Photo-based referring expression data
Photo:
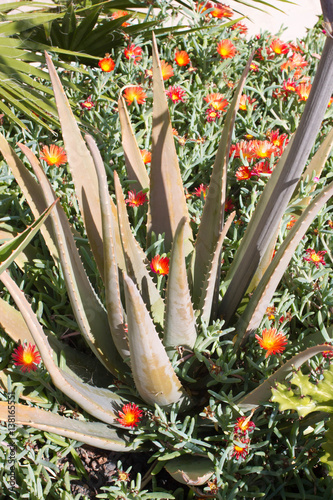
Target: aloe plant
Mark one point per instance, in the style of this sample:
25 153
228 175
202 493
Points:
143 353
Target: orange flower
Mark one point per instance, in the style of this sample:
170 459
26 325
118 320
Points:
133 52
118 14
243 173
220 10
137 93
263 149
26 357
87 104
176 94
226 49
167 70
241 27
130 415
315 257
303 91
182 58
136 199
216 101
201 189
54 155
244 101
146 156
160 265
107 64
240 448
244 425
279 47
272 342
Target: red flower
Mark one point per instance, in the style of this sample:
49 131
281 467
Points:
137 93
240 448
244 425
146 156
160 265
136 199
279 47
167 70
201 189
87 104
133 52
26 357
54 155
212 114
130 415
176 94
272 342
107 64
315 257
216 101
182 58
226 49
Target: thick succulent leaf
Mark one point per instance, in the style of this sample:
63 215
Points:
179 322
153 374
82 169
111 279
263 392
92 433
10 250
190 470
136 170
213 213
98 402
88 310
32 191
263 294
280 187
209 285
167 202
136 260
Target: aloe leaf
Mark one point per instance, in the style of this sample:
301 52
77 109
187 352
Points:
98 402
32 191
136 260
280 187
10 250
88 310
213 213
92 433
82 169
263 294
190 470
212 275
135 166
112 290
167 202
180 326
153 374
263 392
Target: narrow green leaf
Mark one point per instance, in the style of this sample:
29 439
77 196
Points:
153 374
82 169
135 167
167 202
92 433
180 327
112 290
136 260
213 213
263 392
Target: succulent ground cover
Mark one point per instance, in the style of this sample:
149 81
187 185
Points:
260 454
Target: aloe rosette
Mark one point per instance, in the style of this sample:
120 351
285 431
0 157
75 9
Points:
135 333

### What you have to do
Return each line of the entries that holds the string "Target".

### Exercise result
Target: aloe plant
Target: orange flower
Target: red flower
Target: thick succulent leaf
Target: aloe leaf
Target: narrow green leaf
Target: succulent ground cover
Target: aloe rosette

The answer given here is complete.